* [Records shown]
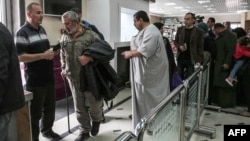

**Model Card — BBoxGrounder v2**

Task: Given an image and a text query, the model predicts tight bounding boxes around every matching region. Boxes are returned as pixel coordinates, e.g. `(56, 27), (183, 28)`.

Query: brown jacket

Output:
(174, 26), (204, 64)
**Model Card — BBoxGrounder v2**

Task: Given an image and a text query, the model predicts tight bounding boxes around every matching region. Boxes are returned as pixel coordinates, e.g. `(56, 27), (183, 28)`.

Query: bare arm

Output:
(121, 50), (143, 59)
(18, 49), (55, 63)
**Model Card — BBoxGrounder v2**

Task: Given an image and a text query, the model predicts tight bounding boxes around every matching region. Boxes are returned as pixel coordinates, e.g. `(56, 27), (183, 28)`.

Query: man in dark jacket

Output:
(212, 23), (237, 107)
(0, 22), (25, 141)
(174, 12), (204, 79)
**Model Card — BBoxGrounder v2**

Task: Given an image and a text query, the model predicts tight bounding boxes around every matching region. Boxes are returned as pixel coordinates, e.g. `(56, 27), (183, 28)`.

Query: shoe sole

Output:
(225, 79), (233, 87)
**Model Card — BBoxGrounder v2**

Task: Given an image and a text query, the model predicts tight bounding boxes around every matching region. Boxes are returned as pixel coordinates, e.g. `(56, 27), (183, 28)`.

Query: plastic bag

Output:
(171, 72), (183, 90)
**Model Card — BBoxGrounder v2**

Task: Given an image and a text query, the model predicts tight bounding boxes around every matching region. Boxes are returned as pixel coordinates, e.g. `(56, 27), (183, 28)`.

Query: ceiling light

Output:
(198, 0), (211, 4)
(174, 7), (183, 9)
(237, 10), (248, 13)
(164, 3), (176, 6)
(152, 10), (165, 14)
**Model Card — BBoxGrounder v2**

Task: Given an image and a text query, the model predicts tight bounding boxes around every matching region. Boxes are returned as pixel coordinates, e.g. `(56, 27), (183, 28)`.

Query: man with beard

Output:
(122, 10), (170, 130)
(60, 11), (102, 141)
(15, 2), (60, 141)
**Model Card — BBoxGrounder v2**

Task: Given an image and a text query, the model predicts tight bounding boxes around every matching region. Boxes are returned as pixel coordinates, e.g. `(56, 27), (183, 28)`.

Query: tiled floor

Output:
(39, 88), (250, 141)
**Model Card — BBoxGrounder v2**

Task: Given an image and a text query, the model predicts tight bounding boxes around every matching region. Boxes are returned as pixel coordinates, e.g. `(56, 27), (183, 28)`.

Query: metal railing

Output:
(114, 61), (216, 141)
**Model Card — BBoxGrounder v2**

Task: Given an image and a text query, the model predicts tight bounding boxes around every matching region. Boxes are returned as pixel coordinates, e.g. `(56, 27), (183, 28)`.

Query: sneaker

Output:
(74, 132), (90, 141)
(42, 130), (61, 140)
(91, 122), (100, 136)
(225, 78), (234, 87)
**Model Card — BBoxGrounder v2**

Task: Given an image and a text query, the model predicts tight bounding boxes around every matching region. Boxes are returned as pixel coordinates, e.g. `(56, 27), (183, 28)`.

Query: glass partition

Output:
(134, 85), (186, 141)
(184, 74), (199, 139)
(115, 61), (215, 141)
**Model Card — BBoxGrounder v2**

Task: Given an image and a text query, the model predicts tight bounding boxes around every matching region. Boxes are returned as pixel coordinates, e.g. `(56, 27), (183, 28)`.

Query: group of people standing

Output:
(126, 11), (250, 133)
(1, 2), (250, 141)
(1, 2), (106, 141)
(192, 16), (250, 115)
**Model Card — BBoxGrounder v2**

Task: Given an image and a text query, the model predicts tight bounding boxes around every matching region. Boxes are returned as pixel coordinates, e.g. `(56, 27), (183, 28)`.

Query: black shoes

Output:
(74, 121), (100, 141)
(91, 122), (100, 136)
(42, 130), (61, 140)
(74, 132), (90, 141)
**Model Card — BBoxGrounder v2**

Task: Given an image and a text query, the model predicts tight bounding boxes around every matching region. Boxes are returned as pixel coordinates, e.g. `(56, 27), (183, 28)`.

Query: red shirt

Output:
(234, 43), (250, 59)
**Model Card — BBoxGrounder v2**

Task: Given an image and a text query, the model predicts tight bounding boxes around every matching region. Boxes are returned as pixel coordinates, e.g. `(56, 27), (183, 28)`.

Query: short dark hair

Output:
(224, 21), (231, 26)
(153, 22), (164, 30)
(232, 27), (247, 39)
(238, 36), (250, 46)
(133, 10), (150, 22)
(214, 23), (224, 29)
(208, 17), (215, 23)
(186, 12), (196, 20)
(27, 2), (40, 12)
(70, 7), (81, 14)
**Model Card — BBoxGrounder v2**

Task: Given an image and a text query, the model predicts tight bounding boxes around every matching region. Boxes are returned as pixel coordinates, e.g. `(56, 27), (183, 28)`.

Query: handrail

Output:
(114, 131), (136, 141)
(114, 60), (215, 141)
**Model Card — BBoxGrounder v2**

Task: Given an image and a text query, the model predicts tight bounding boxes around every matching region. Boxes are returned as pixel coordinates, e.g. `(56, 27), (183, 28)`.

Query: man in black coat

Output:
(0, 22), (25, 141)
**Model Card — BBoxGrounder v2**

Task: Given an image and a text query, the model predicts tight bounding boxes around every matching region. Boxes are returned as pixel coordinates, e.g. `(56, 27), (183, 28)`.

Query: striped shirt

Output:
(15, 22), (54, 87)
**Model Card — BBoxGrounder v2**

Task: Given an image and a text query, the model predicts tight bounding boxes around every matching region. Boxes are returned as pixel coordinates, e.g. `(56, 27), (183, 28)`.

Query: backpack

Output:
(82, 20), (105, 40)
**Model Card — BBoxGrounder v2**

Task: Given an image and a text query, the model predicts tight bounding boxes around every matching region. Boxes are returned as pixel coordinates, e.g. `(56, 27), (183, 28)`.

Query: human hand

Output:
(221, 64), (229, 70)
(42, 49), (55, 60)
(54, 50), (60, 55)
(78, 55), (92, 65)
(61, 71), (66, 80)
(121, 51), (132, 59)
(179, 45), (187, 52)
(194, 62), (201, 69)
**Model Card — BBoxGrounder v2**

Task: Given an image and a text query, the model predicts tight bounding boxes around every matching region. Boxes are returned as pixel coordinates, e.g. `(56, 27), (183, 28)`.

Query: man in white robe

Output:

* [What is expected]
Take every line from the records above that has the word "jacket" and copy it.

* [Answer space]
Query: brown jacket
Query: man in dark jacket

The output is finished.